====== Extract to read

Your client sold crypto last year. They moved coins from one exchange to another first. They filed their tax return correctly. The IRS still sent a notice.

A CP2000 is not an audit — it's a proposed adjustment that requires a response within 30 days.

— IRS Topic 652

This is happening to thousands of taxpayers right now. Nobody made a mistake. That's what makes it complicated.

Why Does the 1099-DA Show Zero Cost Basis?

Brokers report zero cost basis on a 1099-DA when crypto arrives from another exchange because they never received the original purchase records.

The form isn't wrong. It's telling the truth about what the exchange actually knows.

Say a client bought one bitcoin on Coinbase in 2022 for $35,000. They moved that coin to Kraken in 2024. They sold it on Kraken in 2025 for $80,000.

Kraken received the coin. It did not receive the purchase history. Coinbase kept the original receipt. The two exchanges never shared that data. So when Kraken files the 1099-DA, it reports $80,000 in proceeds and leaves cost basis blank. That's the only number it has.

The IRS calls this a "noncovered" asset. A noncovered asset is one where the broker doesn't have the original purchase price on file. Brokers are allowed — and expected — to report these transactions without cost basis. It's legal. It's correct. It's what the rules require.

According to The Tax Adviser, brokers were not required to report cost basis for any 2025 digital asset sales. Full cost basis reporting doesn't start until 2026 transactions. Every 1099-DA your clients received this year could show zero or blank basis for transferred coins. That was always part of the plan.

How the Crypto Was Handled What the Broker Reports Cost Basis on the Form
Bought and sold on same exchange Proceeds and basis Present — no mismatch risk
Transferred from another exchange, then sold Proceeds only Blank or $0 — mismatch risk
Sold from a self-custody wallet Nothing No form issued at all

How Does the IRS Flag Crypto Tax Mismatches?

============
====== Information supplied

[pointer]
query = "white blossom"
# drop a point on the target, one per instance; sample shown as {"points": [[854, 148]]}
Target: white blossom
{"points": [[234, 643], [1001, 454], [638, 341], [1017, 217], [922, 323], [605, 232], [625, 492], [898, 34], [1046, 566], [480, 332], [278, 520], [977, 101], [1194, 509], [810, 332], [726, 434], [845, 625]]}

============

*Exercise prompt:* Using the article on crypto cost basis, please explain in one to three sentences why Kraken leaves cost basis blank on its 1099-DA for the bitcoin sold in 2025. The records were taken from a separate source.

*Solution:* Kraken received the coin but not its purchase history, because Coinbase kept the original receipt and the two exchanges never shared that data. The $80,000 in proceeds was the only number Kraken had to report.